• [Task objective]
Using the text on physicians and cost below, answer:
(a) What kind of research has the writer conducted with physicians?
(b) What field does the professional the writer spoke with recently work in?
(c) What is the medical specialty of the writer's close friend?

• [Document excerpt]
****************
One of the things I’ve learned over the years conducting qualitative research with physicians is that some of the most important barriers to new product adoption are rarely stated directly. They emerge indirectly. Subtley. Almost philosophically.
A prime example is the concept of “cost.”
On the surface, this seems straightforward enough. Physicians will often comment or suspect that a therapy might be, or is, “expensive” or that “cost could be an issue.” But increasingly, I’ve come to believe that when physicians raise the issue of cost, they are often talking about something much deeper than its price alone.
Recently, I was discussing this with a highly experienced professional in pharmaceutical insights and analytics. We were reflecting on how frequently this issue surfaces in research, especially in discussions around newer, high-value therapies, and how challenging it can be to unpack what physicians actually mean when they talk about “cost.”
A few nights later, during dinner with a close friend who is an infectious disease specialist at a major Ivy League institution, the topic resurfaced in a more clinical context. He explained that in infectious disease, physicians are constantly balancing not only what is best for the individual patient, but also the broader implications for the healthcare system. Decisions often involve ID pharmacy, stewardship teams, and discussions about resource utilization and system-wide impact.
****************
• [Data listing]

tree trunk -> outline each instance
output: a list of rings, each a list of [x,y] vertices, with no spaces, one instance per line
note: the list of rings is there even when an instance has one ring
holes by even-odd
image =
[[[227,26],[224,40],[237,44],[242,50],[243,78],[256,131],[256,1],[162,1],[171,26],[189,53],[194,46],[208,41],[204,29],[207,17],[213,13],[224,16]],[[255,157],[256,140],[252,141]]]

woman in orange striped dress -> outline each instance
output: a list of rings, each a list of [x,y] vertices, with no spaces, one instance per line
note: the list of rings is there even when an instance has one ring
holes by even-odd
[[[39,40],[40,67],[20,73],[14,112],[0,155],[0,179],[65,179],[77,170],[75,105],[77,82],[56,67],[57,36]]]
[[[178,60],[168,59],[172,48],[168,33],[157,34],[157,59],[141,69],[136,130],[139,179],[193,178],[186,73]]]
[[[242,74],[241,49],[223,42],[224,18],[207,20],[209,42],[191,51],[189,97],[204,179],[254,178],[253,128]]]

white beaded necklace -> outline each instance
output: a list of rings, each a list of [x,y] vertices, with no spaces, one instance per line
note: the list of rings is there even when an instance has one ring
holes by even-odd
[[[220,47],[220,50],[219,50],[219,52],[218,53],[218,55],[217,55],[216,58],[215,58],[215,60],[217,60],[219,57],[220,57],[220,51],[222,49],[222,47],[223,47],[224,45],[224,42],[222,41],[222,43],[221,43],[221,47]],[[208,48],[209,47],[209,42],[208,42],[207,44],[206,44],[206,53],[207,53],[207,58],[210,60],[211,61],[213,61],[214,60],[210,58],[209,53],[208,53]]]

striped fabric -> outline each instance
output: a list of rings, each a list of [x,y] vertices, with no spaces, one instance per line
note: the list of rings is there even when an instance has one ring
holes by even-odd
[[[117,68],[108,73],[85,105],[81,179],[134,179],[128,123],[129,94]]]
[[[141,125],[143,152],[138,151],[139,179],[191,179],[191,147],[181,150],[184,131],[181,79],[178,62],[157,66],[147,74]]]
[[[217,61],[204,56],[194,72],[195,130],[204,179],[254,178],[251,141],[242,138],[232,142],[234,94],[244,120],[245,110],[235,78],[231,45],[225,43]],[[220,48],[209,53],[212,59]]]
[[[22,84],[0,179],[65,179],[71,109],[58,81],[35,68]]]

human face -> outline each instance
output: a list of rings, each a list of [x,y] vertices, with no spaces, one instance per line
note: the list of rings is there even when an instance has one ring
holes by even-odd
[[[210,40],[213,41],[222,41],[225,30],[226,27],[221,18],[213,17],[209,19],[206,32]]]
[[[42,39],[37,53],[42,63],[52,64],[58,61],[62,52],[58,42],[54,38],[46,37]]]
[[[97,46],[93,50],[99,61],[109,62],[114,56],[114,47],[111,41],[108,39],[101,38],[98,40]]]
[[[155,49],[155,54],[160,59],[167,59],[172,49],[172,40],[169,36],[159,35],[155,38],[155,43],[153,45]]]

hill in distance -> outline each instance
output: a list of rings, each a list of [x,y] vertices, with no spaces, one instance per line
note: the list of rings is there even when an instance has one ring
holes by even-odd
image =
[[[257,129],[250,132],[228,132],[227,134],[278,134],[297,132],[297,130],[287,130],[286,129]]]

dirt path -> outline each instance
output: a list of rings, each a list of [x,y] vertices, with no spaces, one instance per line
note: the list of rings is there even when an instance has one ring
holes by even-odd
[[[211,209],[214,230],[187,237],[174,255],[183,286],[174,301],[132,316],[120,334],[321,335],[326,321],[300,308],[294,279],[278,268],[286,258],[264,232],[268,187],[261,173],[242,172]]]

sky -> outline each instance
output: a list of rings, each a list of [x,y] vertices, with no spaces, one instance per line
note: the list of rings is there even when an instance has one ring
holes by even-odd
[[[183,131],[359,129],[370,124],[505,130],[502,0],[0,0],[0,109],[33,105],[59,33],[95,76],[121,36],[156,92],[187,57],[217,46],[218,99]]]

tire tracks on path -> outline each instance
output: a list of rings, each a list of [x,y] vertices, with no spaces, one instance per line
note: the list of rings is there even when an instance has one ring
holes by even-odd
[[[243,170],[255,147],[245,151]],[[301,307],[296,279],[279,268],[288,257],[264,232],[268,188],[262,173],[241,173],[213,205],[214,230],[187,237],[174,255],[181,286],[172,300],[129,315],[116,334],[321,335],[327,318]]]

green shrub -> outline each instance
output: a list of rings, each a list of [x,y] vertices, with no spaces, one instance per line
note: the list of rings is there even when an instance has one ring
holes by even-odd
****************
• [Completed exercise]
(a) Qualitative research.
(b) Pharmaceutical insights and analytics.
(c) Infectious disease.